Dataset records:
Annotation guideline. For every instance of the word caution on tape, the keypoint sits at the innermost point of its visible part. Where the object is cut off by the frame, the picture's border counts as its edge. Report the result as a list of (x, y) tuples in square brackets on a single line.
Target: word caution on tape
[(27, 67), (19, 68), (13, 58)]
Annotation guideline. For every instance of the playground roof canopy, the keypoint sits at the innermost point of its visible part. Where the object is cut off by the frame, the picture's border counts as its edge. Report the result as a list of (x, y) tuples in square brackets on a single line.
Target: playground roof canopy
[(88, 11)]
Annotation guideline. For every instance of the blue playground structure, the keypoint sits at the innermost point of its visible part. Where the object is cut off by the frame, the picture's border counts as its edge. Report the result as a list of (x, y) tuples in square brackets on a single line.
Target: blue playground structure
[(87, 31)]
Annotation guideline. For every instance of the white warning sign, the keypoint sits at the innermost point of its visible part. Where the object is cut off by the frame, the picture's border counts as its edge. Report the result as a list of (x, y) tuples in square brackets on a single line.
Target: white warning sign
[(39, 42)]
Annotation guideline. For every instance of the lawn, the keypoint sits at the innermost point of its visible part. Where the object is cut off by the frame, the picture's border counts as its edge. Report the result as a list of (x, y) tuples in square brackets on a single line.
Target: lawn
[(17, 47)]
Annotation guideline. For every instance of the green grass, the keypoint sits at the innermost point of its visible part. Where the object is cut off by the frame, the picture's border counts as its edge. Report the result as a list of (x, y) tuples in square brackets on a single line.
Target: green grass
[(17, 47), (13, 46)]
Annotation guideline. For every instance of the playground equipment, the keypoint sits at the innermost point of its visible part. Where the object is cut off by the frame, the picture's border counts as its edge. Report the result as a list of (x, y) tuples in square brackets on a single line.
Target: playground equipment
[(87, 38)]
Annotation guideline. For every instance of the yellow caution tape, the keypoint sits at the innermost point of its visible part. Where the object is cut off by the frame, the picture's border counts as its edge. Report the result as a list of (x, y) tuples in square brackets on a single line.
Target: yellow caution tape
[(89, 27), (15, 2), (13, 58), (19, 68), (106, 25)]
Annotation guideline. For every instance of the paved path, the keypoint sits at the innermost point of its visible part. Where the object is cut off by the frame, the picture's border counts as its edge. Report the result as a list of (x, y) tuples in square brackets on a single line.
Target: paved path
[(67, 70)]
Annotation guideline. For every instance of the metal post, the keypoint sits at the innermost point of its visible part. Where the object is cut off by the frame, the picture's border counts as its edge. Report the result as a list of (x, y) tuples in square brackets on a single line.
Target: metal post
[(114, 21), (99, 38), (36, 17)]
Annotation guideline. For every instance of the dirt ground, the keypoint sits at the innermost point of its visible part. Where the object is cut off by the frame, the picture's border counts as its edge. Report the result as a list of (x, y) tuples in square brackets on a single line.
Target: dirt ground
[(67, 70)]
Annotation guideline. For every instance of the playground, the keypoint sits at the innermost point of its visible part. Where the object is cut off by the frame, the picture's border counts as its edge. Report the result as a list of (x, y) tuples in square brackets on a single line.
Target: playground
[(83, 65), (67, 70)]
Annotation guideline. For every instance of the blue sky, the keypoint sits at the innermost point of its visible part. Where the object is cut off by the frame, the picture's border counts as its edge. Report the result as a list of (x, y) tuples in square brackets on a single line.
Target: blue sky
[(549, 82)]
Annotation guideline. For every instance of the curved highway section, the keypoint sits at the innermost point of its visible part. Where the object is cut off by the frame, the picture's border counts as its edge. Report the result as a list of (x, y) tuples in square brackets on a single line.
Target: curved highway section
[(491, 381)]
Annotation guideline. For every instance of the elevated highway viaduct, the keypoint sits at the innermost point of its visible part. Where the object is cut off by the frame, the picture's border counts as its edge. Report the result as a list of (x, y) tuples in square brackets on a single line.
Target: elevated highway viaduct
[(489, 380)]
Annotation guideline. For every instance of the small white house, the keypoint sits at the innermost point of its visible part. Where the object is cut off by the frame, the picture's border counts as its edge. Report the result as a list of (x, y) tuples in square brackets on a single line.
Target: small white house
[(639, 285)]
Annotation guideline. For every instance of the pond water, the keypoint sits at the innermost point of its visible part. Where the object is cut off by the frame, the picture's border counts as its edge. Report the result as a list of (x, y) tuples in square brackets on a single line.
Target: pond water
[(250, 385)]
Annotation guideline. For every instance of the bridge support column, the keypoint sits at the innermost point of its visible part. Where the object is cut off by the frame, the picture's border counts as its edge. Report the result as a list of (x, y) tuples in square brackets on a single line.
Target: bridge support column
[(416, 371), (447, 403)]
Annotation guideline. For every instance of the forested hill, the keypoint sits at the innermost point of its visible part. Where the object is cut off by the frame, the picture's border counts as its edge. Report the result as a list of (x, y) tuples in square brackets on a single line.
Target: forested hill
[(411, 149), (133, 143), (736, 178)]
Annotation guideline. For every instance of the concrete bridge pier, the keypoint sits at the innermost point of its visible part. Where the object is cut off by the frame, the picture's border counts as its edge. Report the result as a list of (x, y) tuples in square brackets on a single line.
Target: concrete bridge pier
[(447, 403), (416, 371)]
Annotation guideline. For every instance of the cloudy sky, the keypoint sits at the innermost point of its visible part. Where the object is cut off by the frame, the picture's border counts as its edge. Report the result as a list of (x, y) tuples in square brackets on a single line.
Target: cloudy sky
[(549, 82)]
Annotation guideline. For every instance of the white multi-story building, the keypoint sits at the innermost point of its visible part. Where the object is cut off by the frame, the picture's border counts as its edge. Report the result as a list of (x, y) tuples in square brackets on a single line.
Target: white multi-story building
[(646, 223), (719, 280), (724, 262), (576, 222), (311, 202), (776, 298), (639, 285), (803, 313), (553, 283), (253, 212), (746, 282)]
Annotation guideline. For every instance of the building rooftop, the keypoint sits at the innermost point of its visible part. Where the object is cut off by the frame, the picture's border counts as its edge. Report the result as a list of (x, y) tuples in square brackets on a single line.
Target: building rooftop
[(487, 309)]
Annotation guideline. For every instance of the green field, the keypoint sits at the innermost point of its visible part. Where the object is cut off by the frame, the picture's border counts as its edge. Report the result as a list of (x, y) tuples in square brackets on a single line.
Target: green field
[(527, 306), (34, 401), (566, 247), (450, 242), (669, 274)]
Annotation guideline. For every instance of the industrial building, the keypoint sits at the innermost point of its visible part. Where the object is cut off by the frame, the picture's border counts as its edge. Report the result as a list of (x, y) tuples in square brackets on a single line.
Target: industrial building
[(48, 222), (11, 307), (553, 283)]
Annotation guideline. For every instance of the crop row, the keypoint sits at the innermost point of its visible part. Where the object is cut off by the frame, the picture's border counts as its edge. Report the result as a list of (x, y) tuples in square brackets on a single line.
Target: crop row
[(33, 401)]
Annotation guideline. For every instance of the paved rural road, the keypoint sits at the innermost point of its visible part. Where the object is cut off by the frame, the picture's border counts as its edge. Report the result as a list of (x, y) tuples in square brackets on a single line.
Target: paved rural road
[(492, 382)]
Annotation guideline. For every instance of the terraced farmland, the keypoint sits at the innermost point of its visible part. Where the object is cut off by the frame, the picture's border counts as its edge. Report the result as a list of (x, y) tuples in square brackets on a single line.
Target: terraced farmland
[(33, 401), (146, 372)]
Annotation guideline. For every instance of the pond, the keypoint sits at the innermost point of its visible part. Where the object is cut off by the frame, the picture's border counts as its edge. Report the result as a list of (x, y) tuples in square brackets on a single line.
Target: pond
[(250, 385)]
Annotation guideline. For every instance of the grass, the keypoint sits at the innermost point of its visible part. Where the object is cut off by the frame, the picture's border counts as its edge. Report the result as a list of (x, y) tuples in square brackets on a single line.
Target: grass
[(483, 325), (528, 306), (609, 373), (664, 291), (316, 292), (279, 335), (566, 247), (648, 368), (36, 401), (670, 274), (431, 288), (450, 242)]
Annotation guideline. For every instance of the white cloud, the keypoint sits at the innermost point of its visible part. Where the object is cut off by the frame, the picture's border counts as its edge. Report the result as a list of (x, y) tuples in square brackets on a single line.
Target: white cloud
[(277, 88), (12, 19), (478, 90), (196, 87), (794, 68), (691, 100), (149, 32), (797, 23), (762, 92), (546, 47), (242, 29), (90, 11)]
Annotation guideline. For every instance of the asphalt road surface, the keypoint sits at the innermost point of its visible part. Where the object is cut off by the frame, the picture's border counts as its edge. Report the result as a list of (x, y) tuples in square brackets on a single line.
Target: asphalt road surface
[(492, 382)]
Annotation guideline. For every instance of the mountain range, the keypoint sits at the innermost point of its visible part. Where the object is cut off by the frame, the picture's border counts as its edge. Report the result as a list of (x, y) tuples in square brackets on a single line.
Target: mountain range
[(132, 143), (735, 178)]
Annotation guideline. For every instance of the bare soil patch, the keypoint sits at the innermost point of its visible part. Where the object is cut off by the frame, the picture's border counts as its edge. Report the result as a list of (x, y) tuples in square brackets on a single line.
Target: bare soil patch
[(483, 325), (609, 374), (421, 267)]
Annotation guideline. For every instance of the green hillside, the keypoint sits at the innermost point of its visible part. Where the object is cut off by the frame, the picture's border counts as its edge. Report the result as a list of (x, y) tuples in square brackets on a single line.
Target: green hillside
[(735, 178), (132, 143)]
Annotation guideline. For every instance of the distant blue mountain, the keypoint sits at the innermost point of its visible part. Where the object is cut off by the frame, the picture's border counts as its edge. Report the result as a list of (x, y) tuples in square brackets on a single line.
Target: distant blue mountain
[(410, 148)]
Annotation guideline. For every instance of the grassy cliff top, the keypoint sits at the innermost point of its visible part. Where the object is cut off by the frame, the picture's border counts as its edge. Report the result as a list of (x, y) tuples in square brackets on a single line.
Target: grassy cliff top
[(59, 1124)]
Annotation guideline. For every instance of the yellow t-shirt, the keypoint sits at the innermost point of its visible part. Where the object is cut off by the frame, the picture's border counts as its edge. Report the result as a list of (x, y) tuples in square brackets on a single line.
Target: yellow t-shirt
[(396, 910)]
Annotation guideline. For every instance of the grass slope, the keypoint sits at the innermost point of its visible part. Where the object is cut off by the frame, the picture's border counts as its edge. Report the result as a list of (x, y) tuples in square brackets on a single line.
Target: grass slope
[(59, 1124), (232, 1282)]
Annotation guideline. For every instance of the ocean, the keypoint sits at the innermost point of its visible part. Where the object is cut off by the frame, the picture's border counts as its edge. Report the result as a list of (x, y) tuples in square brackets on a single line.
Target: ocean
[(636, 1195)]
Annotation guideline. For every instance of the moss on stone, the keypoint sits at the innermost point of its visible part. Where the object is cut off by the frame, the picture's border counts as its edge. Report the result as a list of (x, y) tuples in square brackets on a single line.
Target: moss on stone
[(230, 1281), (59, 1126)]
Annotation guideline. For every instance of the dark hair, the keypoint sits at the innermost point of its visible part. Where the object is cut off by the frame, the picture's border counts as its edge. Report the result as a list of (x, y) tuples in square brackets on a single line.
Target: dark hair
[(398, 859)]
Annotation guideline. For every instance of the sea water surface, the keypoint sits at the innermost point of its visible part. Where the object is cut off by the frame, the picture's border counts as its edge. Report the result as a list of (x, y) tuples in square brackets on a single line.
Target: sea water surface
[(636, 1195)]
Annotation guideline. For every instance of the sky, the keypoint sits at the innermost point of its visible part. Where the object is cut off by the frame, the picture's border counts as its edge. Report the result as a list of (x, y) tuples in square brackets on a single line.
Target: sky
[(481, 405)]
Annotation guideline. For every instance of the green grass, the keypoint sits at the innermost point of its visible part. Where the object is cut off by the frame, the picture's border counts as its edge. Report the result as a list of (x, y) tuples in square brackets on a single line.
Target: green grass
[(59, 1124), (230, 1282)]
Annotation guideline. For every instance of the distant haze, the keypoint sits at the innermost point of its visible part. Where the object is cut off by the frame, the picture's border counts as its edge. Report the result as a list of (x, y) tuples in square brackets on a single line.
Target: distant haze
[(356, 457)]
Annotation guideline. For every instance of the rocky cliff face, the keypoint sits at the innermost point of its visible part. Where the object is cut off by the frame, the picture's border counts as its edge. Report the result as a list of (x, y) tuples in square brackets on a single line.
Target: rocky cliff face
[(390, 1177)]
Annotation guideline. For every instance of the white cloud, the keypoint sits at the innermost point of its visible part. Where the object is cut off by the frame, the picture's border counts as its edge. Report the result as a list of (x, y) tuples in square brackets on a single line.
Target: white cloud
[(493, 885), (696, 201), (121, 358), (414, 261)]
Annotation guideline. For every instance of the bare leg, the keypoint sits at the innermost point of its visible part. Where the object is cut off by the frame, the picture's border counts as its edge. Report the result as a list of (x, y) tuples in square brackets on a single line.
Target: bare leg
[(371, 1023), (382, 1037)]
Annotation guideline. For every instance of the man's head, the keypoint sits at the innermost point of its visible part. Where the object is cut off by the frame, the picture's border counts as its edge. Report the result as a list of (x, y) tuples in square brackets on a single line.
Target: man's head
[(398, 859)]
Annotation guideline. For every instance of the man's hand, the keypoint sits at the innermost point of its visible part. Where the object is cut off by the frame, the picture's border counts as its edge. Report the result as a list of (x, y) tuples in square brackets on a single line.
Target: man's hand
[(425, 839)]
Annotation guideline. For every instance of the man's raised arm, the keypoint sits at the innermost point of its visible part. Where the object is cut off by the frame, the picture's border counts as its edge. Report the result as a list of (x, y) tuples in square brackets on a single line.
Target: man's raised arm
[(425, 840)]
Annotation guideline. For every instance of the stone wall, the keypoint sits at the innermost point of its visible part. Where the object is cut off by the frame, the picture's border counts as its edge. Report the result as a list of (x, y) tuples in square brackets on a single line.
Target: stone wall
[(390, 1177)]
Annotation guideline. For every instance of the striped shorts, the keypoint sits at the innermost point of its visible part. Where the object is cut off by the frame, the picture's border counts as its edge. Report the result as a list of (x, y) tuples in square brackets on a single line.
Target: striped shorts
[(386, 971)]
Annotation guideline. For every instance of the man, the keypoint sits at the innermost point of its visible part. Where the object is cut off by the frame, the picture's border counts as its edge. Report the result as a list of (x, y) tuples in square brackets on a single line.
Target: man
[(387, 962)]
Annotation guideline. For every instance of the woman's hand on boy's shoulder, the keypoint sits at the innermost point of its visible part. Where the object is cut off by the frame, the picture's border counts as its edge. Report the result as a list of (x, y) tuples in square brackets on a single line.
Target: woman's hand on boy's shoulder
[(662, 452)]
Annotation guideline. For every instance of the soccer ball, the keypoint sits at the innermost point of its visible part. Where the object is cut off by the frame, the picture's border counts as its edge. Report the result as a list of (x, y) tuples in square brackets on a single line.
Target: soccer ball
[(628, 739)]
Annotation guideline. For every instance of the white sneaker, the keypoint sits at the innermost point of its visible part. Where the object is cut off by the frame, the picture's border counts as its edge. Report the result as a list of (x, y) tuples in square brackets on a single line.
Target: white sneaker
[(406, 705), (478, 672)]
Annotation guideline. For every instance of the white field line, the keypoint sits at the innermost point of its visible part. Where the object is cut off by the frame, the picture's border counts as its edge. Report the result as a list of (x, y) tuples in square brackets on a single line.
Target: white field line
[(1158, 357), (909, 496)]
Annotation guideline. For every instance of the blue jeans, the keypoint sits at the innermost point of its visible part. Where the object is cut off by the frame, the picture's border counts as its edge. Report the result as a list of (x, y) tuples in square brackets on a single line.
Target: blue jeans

*Problem to solve*:
Go through the entries and copy each line holding the string "jeans".

*Result of this exercise*:
Annotation guideline. For every instance of the blue jeans, the keypoint sits at the innermost point of its visible part. Where the object is cut off by the frame, the picture's border counts as its edge. Report the result as a list of (x, y) tuples in square brackets on a single line.
Target: blue jeans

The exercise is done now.